Problem | Looking at the data that follows, count the lines containing the word "horizon" and write down only that count.
### Source records ###
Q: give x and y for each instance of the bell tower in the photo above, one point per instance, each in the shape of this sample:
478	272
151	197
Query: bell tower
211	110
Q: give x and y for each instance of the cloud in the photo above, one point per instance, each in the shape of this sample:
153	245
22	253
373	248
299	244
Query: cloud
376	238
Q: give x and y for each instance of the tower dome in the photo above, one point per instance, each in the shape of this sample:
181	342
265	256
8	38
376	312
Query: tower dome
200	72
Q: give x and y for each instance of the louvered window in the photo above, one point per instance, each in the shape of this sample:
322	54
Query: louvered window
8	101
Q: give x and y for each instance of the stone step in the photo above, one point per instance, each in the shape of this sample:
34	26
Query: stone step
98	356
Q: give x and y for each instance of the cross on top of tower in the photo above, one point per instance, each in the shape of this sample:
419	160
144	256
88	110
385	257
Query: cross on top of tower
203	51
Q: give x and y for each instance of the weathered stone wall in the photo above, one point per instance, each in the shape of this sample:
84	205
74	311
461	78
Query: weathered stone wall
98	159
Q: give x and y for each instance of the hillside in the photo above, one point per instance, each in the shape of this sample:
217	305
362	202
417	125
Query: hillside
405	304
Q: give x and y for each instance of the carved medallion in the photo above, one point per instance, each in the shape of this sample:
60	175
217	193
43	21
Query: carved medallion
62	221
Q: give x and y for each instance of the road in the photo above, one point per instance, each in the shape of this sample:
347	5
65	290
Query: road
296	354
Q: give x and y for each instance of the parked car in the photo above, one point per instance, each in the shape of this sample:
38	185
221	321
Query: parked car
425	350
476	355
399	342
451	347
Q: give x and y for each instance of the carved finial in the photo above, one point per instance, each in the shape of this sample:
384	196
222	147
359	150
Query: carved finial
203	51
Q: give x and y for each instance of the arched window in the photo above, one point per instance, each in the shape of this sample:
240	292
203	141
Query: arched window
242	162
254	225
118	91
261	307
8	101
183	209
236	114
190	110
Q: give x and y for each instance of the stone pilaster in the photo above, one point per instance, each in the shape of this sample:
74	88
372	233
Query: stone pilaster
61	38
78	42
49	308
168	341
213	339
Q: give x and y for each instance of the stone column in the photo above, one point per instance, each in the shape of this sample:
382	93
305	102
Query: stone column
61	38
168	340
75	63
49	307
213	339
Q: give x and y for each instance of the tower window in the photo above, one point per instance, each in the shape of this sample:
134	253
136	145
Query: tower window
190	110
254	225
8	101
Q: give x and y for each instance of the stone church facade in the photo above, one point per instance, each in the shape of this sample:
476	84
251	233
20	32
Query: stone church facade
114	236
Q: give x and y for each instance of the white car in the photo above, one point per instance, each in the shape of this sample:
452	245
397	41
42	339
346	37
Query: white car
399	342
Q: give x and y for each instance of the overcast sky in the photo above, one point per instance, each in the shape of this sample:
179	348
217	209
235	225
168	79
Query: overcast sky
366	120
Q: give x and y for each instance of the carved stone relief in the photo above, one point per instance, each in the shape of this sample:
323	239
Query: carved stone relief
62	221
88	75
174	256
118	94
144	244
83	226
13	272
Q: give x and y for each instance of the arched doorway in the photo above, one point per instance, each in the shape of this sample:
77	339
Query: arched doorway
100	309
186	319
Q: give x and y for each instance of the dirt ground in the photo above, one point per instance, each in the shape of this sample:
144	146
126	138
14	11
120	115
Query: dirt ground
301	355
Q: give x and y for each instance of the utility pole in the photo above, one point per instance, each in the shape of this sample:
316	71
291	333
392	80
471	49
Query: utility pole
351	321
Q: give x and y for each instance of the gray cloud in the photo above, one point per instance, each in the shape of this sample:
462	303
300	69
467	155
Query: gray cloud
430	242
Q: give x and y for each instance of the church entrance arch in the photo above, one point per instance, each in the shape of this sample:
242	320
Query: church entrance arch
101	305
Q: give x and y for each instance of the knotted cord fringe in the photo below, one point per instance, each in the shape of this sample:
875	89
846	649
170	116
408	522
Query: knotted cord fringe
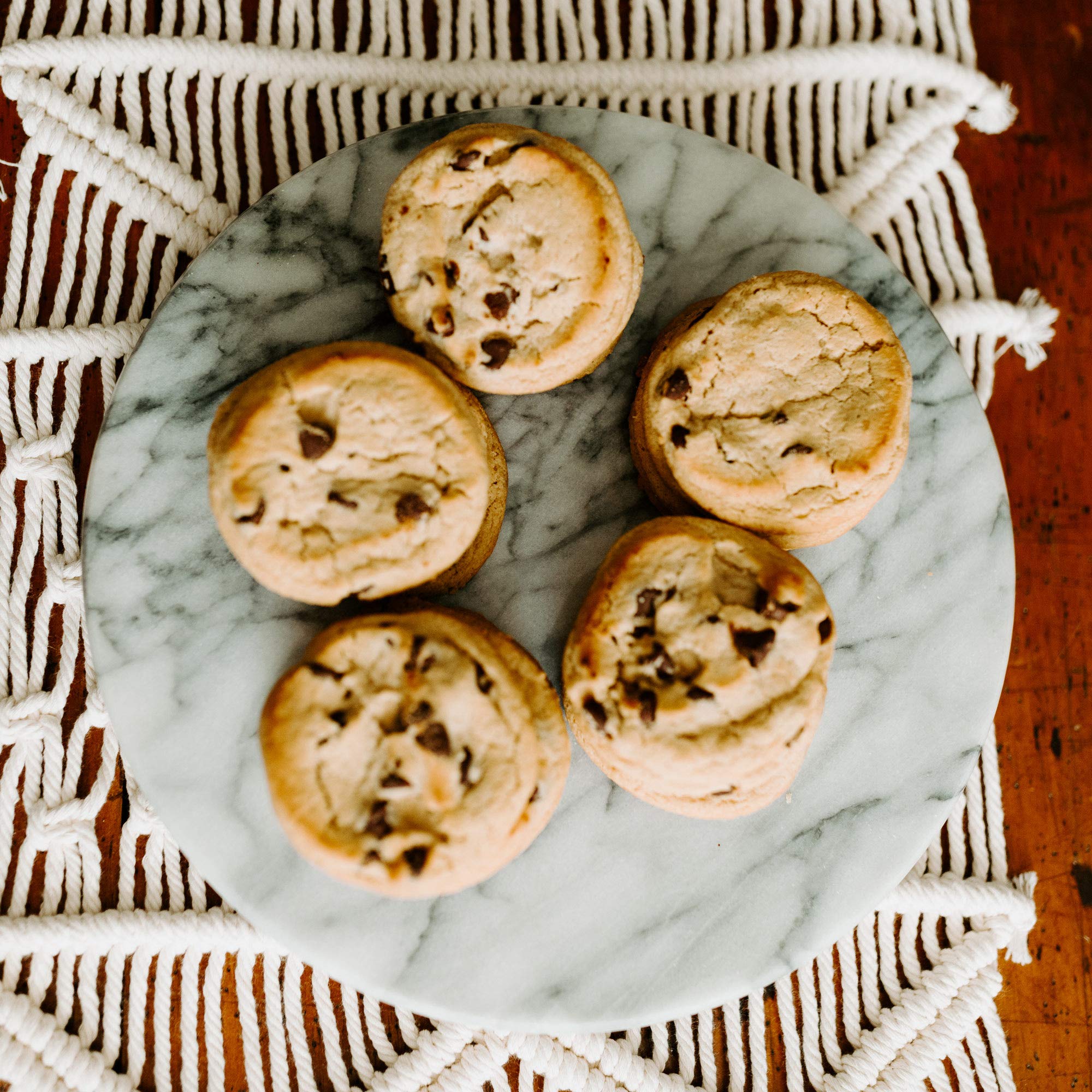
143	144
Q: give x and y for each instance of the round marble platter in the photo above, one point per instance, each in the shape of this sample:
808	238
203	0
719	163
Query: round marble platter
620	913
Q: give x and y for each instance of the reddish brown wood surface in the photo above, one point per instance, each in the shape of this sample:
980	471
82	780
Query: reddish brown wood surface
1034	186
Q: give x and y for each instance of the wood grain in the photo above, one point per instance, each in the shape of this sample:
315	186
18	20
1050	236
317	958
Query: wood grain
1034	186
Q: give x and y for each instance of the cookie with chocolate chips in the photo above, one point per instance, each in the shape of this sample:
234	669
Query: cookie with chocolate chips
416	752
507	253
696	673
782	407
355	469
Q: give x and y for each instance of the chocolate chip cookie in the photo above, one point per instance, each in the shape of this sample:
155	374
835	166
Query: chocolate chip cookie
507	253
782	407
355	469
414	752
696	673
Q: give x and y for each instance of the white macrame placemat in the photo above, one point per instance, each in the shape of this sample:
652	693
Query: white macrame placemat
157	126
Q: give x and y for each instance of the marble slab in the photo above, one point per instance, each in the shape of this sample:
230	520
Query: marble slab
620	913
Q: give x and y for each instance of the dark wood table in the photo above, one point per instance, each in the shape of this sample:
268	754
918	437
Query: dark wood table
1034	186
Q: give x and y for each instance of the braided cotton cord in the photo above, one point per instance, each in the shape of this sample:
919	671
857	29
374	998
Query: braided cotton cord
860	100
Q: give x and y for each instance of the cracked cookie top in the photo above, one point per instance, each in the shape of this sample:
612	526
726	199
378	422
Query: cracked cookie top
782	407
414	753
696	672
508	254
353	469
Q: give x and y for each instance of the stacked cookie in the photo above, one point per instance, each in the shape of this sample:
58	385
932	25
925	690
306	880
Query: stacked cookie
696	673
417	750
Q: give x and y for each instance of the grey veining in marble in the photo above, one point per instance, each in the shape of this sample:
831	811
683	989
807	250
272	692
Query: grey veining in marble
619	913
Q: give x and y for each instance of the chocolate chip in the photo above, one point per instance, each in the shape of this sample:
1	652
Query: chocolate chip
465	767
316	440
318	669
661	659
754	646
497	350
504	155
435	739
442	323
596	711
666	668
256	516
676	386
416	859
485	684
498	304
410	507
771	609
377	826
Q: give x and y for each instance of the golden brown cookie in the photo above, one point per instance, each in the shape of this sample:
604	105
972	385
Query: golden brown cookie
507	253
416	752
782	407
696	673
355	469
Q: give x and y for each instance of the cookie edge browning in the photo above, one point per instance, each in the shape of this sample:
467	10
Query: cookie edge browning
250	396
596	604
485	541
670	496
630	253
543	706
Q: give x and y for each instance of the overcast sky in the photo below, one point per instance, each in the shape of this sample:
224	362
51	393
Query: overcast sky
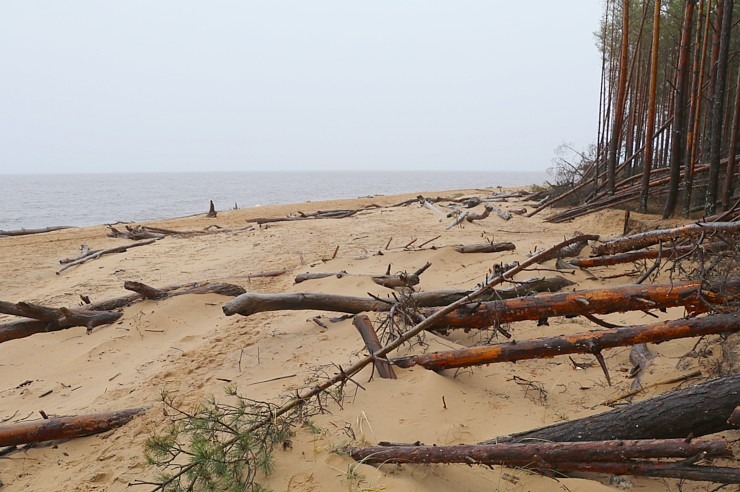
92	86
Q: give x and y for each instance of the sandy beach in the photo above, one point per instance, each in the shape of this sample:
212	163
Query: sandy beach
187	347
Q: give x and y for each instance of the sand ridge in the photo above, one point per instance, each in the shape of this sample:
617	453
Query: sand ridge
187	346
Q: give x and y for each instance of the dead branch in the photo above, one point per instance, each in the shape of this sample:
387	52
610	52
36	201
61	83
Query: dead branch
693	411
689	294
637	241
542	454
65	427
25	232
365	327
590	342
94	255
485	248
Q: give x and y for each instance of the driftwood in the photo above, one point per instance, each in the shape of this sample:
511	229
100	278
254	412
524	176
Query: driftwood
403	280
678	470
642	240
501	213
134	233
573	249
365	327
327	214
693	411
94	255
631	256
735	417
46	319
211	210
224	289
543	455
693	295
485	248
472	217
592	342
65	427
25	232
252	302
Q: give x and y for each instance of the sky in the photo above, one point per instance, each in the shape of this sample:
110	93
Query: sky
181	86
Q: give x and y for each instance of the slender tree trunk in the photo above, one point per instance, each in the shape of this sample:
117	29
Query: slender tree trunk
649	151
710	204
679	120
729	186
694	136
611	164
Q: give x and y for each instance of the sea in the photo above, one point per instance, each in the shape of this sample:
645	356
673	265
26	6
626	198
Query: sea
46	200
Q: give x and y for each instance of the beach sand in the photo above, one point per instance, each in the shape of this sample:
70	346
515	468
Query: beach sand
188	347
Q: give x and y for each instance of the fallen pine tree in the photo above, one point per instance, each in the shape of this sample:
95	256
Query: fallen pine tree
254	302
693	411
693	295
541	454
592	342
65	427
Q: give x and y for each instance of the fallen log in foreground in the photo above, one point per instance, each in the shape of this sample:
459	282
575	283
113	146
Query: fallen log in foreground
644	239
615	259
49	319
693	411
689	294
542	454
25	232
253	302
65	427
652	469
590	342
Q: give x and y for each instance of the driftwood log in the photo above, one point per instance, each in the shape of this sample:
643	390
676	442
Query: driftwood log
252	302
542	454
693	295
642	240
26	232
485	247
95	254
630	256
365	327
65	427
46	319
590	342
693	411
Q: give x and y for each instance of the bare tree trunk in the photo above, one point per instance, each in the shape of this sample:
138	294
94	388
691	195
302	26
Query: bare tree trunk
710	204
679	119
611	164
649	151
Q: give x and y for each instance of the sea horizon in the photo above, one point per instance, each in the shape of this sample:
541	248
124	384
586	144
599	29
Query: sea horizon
###
Expected answer | 2